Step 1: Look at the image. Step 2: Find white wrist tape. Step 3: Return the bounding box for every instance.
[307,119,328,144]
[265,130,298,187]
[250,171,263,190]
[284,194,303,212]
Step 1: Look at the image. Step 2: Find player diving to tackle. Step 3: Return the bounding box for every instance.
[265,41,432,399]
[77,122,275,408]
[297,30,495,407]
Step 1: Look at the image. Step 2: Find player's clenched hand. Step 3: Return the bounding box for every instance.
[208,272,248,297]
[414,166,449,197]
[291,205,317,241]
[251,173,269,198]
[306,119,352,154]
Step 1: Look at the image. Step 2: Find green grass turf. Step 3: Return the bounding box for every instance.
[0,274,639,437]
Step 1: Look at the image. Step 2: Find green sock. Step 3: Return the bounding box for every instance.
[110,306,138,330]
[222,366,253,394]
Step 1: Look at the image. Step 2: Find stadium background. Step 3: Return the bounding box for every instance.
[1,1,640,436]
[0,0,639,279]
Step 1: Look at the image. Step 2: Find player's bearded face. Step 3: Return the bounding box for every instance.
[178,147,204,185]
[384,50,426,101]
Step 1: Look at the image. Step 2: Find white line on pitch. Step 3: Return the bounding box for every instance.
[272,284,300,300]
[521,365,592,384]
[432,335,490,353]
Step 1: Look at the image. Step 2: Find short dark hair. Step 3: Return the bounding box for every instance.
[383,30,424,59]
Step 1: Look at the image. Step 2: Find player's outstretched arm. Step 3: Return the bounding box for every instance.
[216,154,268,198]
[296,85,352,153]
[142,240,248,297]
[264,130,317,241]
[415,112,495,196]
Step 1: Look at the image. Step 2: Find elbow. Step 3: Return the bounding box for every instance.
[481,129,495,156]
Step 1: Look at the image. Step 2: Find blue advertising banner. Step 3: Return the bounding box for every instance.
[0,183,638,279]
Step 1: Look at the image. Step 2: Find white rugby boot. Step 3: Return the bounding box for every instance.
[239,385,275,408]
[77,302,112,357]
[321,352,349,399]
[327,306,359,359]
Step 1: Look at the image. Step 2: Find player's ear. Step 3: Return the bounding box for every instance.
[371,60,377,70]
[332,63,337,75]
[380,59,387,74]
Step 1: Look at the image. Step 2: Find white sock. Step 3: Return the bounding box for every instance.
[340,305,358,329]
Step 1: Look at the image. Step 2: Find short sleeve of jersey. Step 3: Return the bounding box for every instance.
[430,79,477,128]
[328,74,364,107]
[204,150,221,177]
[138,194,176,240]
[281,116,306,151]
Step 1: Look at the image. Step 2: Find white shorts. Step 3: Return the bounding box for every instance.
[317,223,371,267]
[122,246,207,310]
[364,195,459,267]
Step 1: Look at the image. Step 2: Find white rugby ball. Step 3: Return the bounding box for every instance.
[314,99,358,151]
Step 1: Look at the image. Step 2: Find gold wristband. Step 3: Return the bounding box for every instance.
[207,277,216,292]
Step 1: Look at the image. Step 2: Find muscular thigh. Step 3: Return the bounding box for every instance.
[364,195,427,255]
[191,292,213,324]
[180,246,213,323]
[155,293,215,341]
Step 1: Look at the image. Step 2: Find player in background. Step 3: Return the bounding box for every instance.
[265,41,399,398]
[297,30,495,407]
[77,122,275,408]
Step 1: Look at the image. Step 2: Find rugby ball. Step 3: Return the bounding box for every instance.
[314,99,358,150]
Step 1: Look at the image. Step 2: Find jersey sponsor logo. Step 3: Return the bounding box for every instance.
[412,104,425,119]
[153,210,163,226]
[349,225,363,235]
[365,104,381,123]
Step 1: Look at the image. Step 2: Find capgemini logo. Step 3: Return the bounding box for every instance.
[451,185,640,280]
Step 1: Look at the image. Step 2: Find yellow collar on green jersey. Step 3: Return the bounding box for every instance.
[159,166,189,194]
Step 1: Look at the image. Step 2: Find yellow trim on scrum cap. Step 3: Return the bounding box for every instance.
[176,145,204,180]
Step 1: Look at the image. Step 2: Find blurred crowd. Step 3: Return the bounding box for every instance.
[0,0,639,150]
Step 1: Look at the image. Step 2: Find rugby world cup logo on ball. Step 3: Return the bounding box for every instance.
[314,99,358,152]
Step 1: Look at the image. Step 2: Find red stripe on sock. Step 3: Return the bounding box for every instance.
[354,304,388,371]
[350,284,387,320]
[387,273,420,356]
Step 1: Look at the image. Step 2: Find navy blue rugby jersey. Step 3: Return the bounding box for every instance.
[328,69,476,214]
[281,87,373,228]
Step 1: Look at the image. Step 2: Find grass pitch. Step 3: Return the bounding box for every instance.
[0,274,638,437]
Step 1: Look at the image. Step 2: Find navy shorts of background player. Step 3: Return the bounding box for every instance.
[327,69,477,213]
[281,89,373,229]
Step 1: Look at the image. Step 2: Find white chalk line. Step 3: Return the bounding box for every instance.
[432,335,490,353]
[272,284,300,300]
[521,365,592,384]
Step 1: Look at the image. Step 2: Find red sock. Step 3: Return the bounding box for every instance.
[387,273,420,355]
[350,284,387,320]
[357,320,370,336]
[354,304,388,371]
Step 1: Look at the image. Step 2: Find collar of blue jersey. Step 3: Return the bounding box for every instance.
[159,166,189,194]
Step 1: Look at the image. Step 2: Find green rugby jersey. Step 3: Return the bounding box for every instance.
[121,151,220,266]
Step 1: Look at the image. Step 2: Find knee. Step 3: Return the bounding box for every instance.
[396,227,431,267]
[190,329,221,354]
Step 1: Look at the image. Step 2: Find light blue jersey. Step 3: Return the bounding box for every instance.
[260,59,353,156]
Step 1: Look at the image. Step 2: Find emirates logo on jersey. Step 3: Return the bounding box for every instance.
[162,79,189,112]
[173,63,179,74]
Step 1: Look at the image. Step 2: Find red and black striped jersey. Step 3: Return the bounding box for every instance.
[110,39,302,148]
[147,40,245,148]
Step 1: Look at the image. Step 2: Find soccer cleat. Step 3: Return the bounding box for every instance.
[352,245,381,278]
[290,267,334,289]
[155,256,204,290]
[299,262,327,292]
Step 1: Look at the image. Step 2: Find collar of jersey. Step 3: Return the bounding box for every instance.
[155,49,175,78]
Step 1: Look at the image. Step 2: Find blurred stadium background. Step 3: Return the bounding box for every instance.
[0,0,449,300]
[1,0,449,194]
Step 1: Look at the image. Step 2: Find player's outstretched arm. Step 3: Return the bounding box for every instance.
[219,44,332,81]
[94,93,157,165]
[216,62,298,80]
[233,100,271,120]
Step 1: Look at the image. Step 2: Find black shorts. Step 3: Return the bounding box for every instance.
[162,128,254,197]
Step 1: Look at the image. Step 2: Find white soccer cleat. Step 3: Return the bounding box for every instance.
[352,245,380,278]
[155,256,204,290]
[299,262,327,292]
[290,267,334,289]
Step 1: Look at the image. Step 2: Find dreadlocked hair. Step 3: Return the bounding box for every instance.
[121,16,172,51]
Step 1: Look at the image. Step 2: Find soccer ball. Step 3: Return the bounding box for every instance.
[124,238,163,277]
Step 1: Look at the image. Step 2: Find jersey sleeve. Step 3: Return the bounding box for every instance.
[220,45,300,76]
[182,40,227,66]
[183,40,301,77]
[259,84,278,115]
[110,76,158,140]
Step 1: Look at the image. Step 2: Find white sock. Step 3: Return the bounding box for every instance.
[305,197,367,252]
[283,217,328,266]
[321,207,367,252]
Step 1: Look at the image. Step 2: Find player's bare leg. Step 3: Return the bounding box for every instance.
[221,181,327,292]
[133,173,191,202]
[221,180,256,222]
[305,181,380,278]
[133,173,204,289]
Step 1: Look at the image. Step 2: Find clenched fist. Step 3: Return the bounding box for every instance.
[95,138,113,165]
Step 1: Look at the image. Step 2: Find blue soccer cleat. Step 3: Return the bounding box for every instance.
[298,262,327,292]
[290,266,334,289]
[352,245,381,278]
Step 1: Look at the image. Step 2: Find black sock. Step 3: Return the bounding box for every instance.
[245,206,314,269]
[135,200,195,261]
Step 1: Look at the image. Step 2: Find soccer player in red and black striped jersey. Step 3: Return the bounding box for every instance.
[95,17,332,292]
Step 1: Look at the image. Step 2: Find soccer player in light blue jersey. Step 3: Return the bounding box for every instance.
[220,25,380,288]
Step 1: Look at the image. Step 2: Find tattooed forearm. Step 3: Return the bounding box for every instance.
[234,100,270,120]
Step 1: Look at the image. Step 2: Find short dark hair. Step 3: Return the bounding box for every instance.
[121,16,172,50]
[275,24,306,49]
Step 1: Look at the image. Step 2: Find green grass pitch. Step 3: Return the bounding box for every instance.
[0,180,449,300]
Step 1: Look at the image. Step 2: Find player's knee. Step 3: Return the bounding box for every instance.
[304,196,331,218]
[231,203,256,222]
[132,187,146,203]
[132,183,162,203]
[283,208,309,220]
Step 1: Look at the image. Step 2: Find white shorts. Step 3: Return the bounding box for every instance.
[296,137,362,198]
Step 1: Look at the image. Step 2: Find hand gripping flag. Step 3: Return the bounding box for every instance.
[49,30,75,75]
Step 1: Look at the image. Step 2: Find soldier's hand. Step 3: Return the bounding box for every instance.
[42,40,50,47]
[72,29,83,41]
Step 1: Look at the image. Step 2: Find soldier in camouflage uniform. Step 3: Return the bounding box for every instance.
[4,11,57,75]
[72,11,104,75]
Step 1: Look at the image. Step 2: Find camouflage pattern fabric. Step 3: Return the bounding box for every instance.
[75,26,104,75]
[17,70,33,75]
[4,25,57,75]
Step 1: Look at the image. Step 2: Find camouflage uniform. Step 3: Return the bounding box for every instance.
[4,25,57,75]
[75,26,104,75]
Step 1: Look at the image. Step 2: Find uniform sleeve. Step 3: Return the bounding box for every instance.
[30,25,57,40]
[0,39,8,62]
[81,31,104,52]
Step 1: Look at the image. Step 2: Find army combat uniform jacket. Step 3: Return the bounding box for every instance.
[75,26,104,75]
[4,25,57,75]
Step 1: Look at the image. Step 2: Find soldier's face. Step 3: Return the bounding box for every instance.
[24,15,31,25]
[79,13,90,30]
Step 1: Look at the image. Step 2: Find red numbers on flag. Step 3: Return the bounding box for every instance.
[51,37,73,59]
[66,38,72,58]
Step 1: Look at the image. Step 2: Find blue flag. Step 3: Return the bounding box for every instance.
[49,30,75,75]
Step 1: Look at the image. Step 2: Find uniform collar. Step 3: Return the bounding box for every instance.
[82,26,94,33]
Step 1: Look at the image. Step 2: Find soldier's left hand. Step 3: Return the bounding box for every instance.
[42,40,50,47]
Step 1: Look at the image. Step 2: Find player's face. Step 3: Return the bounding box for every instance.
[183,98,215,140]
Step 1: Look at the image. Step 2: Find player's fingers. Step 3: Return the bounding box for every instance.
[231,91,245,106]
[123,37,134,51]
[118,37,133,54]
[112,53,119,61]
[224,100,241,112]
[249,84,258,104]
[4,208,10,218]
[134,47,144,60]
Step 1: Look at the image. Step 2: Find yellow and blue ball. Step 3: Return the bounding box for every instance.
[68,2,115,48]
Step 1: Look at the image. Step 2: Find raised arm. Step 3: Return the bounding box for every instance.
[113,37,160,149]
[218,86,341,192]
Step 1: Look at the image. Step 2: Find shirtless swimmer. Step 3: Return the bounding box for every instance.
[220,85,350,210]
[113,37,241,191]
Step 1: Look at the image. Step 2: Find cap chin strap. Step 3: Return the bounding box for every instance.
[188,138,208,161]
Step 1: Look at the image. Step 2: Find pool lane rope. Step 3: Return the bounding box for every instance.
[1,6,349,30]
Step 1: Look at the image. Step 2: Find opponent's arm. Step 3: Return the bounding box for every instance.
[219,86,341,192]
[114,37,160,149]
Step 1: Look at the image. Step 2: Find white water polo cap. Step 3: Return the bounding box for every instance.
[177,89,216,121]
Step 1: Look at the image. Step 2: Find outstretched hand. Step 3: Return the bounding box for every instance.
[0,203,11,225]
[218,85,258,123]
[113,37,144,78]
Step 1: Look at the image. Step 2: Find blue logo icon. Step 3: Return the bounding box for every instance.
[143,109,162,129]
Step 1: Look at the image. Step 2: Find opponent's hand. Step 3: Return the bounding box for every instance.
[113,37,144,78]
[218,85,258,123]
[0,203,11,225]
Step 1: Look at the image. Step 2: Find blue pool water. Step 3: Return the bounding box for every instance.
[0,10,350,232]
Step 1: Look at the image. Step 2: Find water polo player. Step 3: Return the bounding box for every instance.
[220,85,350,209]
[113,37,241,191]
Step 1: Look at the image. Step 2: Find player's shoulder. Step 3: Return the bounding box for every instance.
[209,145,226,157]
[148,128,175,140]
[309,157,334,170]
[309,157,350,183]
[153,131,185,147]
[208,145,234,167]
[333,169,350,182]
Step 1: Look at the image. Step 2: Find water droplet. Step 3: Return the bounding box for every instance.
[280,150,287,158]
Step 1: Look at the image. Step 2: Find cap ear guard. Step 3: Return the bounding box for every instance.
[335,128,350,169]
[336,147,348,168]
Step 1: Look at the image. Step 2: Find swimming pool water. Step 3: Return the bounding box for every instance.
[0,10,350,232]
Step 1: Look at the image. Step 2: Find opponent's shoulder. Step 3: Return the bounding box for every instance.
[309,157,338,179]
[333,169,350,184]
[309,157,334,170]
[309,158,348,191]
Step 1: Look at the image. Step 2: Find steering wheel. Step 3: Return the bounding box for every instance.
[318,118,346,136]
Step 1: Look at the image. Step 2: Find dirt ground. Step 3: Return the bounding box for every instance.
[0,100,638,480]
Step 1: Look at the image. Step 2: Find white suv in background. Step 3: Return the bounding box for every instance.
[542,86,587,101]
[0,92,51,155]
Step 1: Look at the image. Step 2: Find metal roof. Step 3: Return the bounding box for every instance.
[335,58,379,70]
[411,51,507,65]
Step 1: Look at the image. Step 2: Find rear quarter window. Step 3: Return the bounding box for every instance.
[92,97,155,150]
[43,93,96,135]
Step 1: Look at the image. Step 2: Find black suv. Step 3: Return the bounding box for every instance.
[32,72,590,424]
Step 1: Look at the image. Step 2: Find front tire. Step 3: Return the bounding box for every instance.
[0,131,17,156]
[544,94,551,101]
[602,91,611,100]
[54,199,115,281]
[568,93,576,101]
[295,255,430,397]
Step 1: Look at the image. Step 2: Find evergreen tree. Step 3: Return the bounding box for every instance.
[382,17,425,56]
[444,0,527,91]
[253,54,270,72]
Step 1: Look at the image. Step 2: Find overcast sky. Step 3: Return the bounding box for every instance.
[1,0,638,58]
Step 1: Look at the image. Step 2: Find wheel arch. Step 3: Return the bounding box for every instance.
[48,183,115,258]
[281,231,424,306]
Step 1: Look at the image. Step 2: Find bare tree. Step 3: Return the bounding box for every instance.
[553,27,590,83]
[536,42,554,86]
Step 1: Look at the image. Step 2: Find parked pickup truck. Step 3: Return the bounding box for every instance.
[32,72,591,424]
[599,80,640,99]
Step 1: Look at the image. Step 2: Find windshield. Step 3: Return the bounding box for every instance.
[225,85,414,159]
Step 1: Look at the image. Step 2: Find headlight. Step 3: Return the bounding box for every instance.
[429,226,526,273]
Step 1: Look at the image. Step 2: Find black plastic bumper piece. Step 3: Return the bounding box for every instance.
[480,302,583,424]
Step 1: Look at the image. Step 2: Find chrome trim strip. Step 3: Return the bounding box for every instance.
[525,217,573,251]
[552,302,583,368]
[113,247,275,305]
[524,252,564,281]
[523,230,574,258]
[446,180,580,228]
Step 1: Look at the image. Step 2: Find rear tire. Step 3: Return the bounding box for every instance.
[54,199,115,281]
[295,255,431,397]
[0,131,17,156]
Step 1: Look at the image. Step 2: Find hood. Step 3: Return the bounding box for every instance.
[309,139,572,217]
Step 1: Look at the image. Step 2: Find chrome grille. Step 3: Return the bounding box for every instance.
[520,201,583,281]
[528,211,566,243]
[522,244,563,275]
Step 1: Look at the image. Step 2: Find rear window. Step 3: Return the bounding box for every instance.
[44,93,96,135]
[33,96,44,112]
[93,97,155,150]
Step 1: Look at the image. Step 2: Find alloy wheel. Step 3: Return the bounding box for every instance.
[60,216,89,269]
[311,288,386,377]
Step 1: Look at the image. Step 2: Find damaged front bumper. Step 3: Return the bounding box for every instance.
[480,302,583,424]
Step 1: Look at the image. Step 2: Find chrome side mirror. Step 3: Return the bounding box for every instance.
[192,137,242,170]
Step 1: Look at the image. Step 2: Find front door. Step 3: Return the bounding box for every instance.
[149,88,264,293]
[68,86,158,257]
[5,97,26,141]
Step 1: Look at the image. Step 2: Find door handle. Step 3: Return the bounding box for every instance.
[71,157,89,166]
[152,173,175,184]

● ● ● ● ●

Each line, starting with the one that holds "Step 1: Look at the image. Step 2: Find door" and ending with the last line of the listing, is to be restated exactly.

- **ANSWER BOX**
Step 1: Look at the image. Step 2: Find door handle. Step 3: Return the bounding box for every instance.
[71,157,89,166]
[152,173,175,184]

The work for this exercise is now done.